─── Records supplied ───

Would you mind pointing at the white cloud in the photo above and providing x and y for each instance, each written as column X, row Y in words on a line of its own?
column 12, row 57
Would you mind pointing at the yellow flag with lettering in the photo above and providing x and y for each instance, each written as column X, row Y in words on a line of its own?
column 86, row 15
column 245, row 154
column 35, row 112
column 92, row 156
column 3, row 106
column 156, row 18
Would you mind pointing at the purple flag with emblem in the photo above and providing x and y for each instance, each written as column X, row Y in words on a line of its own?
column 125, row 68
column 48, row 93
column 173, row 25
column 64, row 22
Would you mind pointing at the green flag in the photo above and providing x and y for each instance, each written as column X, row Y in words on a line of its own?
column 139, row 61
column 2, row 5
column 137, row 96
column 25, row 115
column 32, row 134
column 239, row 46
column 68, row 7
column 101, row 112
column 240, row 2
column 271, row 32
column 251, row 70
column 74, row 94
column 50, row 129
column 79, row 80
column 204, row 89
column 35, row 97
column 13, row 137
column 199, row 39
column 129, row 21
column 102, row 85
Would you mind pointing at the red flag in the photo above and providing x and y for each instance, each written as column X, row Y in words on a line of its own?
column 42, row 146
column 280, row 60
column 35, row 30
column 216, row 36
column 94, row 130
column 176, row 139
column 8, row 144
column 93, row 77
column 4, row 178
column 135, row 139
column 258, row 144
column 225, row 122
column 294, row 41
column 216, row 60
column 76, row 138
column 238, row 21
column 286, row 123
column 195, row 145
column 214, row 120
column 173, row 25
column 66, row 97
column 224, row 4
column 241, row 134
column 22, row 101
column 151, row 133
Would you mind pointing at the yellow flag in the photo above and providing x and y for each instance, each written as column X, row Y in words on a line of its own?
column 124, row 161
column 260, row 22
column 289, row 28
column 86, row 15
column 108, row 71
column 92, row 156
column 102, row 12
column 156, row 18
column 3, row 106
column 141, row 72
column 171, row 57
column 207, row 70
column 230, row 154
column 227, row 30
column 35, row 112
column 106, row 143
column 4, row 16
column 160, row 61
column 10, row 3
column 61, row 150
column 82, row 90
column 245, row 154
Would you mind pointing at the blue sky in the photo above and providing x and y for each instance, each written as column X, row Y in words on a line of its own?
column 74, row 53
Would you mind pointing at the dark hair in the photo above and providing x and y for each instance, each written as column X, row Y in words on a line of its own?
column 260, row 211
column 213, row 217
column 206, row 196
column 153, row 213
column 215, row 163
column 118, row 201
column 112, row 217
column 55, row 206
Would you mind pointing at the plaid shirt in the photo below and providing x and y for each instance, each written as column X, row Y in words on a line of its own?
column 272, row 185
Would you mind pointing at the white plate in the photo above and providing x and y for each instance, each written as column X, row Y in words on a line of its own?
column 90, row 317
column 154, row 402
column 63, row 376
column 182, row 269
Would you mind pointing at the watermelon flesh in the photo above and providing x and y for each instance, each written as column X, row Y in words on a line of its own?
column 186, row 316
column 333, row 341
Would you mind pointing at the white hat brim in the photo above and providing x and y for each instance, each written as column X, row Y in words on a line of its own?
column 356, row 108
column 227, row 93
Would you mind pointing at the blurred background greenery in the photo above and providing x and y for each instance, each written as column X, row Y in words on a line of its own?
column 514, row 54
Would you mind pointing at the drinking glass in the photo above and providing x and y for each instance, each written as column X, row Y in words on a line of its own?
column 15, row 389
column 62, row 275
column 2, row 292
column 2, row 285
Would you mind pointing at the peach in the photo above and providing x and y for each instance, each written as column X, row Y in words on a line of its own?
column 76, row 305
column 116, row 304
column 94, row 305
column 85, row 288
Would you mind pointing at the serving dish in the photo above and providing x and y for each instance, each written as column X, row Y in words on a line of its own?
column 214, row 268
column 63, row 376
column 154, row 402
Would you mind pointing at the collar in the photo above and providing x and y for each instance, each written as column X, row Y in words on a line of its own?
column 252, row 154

───
─── Records supplied ───

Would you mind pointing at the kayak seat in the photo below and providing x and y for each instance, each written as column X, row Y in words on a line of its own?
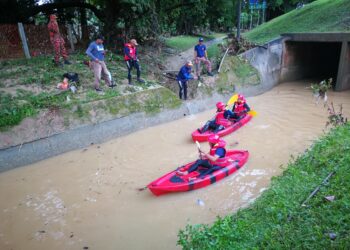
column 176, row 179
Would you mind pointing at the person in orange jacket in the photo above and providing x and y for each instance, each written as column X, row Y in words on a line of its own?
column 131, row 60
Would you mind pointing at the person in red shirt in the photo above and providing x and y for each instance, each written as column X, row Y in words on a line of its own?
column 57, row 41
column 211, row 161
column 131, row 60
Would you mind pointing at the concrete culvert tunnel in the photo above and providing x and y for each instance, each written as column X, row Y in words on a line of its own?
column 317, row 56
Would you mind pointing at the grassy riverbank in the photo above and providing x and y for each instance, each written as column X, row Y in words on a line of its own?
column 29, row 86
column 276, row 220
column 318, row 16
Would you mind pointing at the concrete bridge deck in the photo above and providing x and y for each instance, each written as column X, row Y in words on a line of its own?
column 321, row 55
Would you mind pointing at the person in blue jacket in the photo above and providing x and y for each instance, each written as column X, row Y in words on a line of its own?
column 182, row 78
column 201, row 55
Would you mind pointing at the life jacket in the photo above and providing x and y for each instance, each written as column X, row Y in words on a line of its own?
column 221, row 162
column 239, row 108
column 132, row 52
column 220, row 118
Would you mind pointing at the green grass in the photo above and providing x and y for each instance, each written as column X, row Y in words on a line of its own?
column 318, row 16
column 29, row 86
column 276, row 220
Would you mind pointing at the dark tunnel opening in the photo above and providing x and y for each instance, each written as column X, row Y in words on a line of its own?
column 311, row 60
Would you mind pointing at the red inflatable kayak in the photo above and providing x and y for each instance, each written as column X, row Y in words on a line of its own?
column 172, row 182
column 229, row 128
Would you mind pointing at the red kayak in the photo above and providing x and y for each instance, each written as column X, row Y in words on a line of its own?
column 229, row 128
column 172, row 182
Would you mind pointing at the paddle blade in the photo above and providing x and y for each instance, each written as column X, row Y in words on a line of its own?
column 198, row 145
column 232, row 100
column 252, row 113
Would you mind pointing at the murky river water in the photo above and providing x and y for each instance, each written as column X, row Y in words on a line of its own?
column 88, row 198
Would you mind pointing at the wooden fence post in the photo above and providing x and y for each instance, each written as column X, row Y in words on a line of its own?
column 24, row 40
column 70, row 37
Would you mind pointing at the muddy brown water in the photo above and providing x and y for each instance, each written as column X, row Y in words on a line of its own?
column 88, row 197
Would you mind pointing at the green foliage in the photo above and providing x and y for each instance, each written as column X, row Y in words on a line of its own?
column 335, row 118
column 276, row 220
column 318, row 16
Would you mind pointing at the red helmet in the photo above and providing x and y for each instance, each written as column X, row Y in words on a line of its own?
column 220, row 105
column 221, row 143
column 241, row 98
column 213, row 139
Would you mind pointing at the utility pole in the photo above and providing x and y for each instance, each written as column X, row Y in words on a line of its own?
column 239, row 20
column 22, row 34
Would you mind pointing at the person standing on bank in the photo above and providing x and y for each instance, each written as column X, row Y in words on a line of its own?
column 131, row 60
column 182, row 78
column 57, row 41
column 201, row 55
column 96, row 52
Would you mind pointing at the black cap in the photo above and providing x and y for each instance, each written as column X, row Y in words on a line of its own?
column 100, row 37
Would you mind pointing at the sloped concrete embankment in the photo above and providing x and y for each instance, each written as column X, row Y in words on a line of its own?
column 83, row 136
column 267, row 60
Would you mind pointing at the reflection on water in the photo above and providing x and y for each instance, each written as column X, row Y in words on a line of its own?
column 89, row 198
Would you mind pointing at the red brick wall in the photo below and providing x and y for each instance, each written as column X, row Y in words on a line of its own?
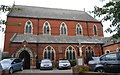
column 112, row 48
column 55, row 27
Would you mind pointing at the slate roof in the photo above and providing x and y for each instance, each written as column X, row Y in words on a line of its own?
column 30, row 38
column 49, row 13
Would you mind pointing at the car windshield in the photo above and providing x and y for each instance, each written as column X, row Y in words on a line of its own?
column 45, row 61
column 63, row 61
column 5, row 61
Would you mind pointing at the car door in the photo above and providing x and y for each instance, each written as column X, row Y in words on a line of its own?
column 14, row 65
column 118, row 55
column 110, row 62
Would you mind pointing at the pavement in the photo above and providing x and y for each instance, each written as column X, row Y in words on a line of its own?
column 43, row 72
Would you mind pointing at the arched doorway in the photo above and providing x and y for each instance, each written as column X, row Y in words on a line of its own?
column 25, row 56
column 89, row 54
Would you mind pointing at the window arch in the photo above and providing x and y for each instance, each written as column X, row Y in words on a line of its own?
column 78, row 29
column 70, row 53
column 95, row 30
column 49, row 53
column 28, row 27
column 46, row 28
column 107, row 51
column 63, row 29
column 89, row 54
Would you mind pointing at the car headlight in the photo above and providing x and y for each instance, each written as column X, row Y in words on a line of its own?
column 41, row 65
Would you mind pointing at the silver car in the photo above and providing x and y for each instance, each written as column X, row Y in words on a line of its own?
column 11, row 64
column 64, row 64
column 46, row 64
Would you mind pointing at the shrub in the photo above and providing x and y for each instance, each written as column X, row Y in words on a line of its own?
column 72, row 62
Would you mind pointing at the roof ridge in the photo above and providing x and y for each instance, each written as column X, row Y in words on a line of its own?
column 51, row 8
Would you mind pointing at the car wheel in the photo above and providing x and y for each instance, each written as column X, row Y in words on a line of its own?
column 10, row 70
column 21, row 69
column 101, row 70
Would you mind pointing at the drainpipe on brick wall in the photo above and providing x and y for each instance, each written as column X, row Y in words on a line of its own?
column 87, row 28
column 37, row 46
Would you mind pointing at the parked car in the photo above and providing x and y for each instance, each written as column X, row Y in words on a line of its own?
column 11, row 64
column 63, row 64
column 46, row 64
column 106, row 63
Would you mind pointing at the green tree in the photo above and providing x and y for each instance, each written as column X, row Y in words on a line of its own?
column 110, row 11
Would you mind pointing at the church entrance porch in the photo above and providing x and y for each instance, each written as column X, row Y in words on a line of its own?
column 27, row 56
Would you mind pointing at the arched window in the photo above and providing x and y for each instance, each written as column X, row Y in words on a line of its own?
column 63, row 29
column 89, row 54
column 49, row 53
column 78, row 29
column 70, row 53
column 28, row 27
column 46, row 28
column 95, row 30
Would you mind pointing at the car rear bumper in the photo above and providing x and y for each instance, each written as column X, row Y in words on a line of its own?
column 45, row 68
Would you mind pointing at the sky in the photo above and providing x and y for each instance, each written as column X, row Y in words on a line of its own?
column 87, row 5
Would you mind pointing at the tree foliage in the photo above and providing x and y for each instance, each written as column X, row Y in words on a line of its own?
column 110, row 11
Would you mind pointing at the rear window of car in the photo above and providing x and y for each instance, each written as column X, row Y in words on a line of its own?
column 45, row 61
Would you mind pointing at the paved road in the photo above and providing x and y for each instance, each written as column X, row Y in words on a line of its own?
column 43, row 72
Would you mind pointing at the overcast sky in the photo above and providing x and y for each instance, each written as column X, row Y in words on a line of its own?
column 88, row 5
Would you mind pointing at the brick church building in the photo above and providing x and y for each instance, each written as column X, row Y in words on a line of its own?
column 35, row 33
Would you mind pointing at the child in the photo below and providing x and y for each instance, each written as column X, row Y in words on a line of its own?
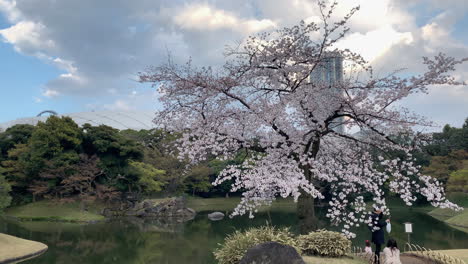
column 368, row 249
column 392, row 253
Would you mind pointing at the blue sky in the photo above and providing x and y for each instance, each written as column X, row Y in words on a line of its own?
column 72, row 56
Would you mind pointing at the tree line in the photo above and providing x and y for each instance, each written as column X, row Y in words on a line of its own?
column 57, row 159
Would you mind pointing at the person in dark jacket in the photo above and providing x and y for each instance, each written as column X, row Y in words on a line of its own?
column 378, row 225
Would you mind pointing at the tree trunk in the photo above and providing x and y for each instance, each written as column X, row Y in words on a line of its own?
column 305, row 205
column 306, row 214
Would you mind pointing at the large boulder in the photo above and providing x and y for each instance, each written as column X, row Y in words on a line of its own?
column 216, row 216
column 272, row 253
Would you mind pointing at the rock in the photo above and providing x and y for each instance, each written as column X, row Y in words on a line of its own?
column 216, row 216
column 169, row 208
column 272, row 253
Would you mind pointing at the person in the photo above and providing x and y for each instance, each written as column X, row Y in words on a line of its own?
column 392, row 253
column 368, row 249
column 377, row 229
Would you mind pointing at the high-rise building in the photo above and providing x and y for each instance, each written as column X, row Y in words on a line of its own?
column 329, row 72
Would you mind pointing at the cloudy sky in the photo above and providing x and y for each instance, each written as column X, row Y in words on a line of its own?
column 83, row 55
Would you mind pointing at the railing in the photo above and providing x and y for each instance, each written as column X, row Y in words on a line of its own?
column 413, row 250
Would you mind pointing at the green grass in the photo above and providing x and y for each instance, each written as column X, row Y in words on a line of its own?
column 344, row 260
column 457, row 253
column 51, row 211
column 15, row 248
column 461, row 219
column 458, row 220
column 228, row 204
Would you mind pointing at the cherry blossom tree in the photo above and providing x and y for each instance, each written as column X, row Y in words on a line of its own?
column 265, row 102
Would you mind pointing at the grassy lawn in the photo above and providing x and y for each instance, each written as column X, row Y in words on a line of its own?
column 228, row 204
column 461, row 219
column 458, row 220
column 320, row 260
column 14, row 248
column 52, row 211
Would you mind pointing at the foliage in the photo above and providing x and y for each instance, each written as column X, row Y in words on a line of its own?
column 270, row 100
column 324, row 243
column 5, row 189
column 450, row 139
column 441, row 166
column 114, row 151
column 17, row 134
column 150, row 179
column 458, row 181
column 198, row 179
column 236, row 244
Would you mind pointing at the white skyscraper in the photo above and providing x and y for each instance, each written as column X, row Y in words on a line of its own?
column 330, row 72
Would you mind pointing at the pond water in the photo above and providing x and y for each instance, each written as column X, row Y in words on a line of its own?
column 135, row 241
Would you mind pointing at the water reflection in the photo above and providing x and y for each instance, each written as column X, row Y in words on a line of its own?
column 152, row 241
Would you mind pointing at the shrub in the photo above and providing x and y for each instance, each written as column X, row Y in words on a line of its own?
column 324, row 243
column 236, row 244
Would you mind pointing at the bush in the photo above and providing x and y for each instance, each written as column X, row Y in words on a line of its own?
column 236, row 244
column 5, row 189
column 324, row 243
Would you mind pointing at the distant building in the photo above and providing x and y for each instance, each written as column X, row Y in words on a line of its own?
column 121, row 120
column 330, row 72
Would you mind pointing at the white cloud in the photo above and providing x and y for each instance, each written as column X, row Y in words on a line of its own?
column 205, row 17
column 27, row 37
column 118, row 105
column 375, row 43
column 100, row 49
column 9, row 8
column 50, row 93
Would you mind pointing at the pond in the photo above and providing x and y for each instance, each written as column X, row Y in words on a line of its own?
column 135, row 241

───

### What you should do
Return each line of the records above that contains the string "tunnel", copied in full. Case counts when matching.

### Correct result
Would you mind pointing at the concrete culvert tunnel in the photo above and providing x and y for each instance, each written as column X, row Y in words on a line of its own?
Would you mind pointing at the dark tunnel opening in the photo above and providing x and y for each instance, each written as column X, row Y in words on a line of its own?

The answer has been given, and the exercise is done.